(Point-based annotation data)
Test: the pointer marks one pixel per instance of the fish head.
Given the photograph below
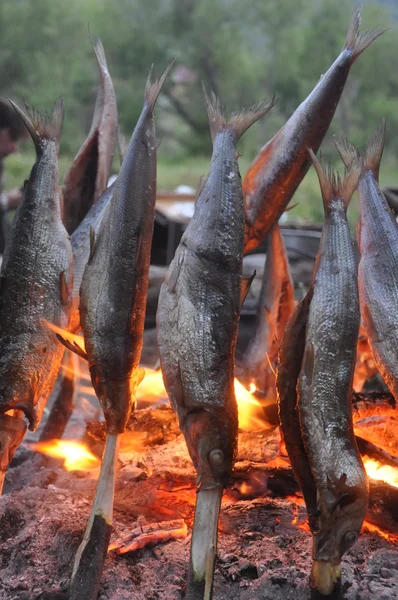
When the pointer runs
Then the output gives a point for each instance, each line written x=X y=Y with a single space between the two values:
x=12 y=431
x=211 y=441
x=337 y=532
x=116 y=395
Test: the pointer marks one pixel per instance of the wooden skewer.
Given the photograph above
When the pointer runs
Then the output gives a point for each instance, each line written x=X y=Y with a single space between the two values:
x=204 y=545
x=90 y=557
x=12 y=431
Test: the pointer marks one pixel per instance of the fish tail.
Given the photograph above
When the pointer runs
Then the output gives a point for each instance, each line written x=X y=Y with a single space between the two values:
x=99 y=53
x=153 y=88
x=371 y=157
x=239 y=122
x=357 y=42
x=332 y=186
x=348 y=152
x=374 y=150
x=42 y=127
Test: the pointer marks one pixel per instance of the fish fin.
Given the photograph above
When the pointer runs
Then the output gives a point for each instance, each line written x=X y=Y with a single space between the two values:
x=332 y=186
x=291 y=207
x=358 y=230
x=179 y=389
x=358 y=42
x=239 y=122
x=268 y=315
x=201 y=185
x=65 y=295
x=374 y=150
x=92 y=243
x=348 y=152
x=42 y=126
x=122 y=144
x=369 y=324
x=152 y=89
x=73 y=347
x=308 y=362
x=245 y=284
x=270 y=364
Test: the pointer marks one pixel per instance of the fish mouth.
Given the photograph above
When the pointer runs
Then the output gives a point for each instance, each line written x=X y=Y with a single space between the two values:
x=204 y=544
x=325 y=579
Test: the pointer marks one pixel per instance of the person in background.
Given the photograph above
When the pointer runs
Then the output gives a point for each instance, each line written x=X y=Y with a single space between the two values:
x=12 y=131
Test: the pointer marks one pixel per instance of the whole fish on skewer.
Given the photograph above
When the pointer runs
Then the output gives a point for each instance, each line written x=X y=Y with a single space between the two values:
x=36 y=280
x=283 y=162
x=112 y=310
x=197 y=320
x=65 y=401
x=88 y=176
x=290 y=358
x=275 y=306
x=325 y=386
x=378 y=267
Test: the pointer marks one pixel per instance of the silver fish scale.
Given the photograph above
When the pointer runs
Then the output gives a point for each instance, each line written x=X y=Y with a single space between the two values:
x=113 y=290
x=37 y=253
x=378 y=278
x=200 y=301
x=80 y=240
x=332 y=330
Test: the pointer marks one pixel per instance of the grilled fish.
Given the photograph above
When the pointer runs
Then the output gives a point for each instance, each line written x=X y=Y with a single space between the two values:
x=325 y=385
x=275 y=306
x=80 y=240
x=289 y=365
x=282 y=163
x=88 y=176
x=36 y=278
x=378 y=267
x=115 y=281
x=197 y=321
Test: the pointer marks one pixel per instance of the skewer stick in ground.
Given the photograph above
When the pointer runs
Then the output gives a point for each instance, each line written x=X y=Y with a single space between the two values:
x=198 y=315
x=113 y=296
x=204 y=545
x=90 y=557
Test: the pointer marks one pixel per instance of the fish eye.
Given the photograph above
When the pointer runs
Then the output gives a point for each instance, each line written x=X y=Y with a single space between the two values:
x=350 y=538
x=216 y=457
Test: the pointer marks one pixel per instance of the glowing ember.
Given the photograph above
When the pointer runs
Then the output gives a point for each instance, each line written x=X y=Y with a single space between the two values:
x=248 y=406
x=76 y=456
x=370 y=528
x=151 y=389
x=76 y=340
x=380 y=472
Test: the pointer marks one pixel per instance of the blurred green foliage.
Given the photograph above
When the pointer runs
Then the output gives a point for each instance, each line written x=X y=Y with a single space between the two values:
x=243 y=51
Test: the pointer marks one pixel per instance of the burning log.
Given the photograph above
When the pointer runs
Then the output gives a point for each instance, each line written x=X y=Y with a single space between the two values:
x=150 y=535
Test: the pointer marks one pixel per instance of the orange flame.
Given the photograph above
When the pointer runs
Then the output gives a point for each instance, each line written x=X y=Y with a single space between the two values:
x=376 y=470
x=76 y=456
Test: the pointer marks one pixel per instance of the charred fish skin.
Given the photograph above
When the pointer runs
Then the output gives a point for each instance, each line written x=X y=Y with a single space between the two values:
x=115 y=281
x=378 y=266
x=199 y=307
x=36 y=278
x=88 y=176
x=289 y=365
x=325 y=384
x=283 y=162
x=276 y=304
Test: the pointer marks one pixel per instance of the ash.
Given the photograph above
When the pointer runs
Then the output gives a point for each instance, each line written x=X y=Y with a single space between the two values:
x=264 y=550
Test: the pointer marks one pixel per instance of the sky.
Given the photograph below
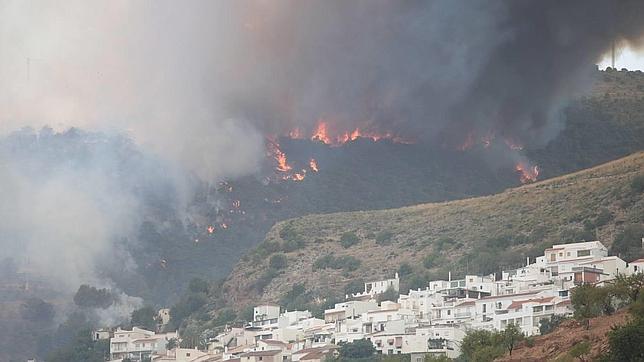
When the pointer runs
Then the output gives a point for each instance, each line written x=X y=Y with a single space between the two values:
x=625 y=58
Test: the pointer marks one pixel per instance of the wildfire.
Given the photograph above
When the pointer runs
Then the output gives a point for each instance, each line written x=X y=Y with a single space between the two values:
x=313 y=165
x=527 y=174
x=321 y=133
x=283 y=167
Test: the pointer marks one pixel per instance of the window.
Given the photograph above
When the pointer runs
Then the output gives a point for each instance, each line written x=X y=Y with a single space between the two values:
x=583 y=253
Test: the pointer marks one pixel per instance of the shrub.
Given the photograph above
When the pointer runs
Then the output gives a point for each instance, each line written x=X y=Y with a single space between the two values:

- WHAT TO PRODUCE -
Convert the material from the line with "the fish fin." up to and including the line with "x=179 y=389" into a two-column CSV with the headers text and points. Give one row per entry, putting its wording and its points each in a single quoted field and replacing line breaks with spaces.

- WRITTEN RESPONSE -
text,points
"Test: the pointer marks one pixel per instance of the fish fin. Given the photograph above When the pointer runs Then the output gives a point for each instance, each line written x=X y=Y with a single space between the two values:","x=332 y=186 x=291 y=207 x=358 y=230 x=179 y=389"